DATA TO USE:
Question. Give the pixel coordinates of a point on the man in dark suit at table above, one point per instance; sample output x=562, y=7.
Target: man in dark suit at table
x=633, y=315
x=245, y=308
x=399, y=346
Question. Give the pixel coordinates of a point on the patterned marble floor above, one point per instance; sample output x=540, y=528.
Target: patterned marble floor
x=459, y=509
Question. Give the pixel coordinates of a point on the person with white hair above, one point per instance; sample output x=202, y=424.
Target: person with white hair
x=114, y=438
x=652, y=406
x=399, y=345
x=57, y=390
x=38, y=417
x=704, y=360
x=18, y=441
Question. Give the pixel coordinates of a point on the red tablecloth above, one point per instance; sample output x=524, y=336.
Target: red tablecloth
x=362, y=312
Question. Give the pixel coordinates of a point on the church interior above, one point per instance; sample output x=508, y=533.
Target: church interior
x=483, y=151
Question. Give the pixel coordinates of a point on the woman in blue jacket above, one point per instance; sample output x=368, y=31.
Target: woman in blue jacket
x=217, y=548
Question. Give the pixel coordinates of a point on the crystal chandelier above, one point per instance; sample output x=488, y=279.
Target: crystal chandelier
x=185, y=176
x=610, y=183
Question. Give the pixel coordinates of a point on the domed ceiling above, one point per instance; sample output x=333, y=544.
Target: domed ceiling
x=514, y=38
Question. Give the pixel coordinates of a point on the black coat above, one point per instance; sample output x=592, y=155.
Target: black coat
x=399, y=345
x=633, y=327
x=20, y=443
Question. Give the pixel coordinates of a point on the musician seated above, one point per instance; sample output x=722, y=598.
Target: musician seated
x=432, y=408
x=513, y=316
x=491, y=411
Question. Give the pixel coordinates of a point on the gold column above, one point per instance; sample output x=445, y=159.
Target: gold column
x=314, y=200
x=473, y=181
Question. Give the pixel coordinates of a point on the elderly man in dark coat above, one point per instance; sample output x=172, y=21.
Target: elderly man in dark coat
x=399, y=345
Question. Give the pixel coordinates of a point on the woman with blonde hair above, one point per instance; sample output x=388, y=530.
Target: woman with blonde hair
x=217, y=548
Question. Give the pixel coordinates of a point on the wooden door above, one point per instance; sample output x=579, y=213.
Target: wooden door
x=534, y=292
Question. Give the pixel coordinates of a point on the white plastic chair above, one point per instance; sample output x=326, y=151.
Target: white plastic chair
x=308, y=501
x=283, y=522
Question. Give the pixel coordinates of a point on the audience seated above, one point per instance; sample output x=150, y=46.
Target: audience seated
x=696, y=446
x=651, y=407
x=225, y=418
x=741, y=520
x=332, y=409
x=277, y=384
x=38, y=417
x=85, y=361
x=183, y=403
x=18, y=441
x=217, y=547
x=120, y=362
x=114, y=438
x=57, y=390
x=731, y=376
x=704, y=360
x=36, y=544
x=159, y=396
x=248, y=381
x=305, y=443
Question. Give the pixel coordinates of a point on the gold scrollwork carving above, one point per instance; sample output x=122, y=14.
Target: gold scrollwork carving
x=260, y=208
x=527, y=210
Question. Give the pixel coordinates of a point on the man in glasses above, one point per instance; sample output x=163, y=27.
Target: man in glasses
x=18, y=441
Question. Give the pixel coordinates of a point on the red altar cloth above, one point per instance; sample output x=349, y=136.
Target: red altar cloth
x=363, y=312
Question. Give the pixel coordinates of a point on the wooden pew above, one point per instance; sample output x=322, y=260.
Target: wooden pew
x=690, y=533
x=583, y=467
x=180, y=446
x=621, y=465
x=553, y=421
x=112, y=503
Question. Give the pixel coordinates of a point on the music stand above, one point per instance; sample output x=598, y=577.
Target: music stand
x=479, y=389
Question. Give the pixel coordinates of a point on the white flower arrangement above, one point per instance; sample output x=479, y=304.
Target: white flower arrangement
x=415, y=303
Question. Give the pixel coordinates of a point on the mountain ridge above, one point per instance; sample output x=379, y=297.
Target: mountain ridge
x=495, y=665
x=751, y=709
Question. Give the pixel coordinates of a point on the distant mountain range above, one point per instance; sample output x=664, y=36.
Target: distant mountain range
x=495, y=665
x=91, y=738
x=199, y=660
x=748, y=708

STATED TASK: Reproduce verbatim the rows that open with the line containing "output x=349, y=136." and close with the line containing "x=112, y=503", including both of those lines.

ANSWER TO THE PROBLEM:
Question. Give the pixel coordinates of a point on the red altar cloth above, one point per instance; sample output x=349, y=136.
Target: red altar cloth
x=363, y=312
Question. Give the pixel coordinates of a point on the wooden pew above, one point per instance; sample output x=322, y=260.
Target: wooden pew
x=690, y=533
x=583, y=467
x=180, y=446
x=621, y=465
x=553, y=421
x=112, y=503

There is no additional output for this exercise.